WHAT THIS TASK INVOLVES: Arrange every line of the entries below into a JSON list of strings, one string per line. Leave out any blank lines.

Stored data entries:

** START **

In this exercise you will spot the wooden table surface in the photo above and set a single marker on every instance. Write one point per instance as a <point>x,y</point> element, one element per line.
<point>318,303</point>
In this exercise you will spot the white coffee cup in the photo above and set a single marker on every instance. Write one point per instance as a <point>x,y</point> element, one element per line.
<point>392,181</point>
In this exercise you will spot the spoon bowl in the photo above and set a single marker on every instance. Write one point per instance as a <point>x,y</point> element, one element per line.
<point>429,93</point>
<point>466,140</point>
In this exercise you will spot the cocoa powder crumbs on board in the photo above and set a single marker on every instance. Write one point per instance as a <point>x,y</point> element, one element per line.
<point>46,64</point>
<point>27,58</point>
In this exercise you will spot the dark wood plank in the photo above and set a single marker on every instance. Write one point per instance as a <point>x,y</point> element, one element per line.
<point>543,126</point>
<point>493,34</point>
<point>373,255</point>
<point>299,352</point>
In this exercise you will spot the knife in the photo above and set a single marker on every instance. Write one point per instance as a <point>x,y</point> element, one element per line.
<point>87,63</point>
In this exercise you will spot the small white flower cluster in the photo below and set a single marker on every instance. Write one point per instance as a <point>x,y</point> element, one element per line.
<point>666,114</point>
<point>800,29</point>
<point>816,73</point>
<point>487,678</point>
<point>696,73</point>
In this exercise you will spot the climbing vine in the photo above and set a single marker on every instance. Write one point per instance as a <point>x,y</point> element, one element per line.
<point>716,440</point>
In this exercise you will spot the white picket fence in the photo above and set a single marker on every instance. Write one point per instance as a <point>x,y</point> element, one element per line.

** END **

SOLUTION FOR THIS PROBLEM:
[
  "In this exercise you will spot the wooden table surface in the photo above and set a single marker on every instance. Write one point per instance as a <point>x,y</point> element, one element per line.",
  "<point>318,303</point>",
  "In this exercise you will spot the white coffee cup in the photo above and set a single marker on every instance. Write one point per instance as a <point>x,y</point> element, one element per line.",
  "<point>392,181</point>",
  "In this exercise you will spot the spoon bowl in the photo above and set a single marker on every instance. Write one point per instance as a <point>x,y</point> element, one element per line.",
  "<point>429,93</point>",
  "<point>466,140</point>",
  "In this exercise you will spot the cocoa powder crumbs on board in the photo above and set a single marker on every instance. Write one point per instance as a <point>x,y</point> element, one element per line.",
  "<point>46,64</point>",
  "<point>27,58</point>",
  "In this exercise you will spot the dark wood plank in the photo above and set a single marker on every instance. Write one point per instance as a <point>x,y</point> element, one element per line.",
  "<point>543,126</point>",
  "<point>493,34</point>",
  "<point>373,255</point>",
  "<point>299,352</point>",
  "In this exercise you will spot the knife in the photo above and set a single marker on every instance. Write one point per instance as a <point>x,y</point> element, one element per line.",
  "<point>87,63</point>",
  "In this exercise you will spot the small white flower cluster in the photo below and set a single marker on every instance. Write one point per instance as a <point>x,y</point> element, one element per line.",
  "<point>666,114</point>",
  "<point>800,29</point>",
  "<point>816,73</point>",
  "<point>487,678</point>",
  "<point>696,73</point>",
  "In this exercise you will spot the climbing vine in the photo above and set a single marker on every instance. Write one point per instance as a <point>x,y</point> element, one element per line.",
  "<point>716,440</point>",
  "In this exercise you will spot the white picket fence in the photo above and set a single marker on every instance. Write one point per instance as a <point>x,y</point> element, one element per line."
]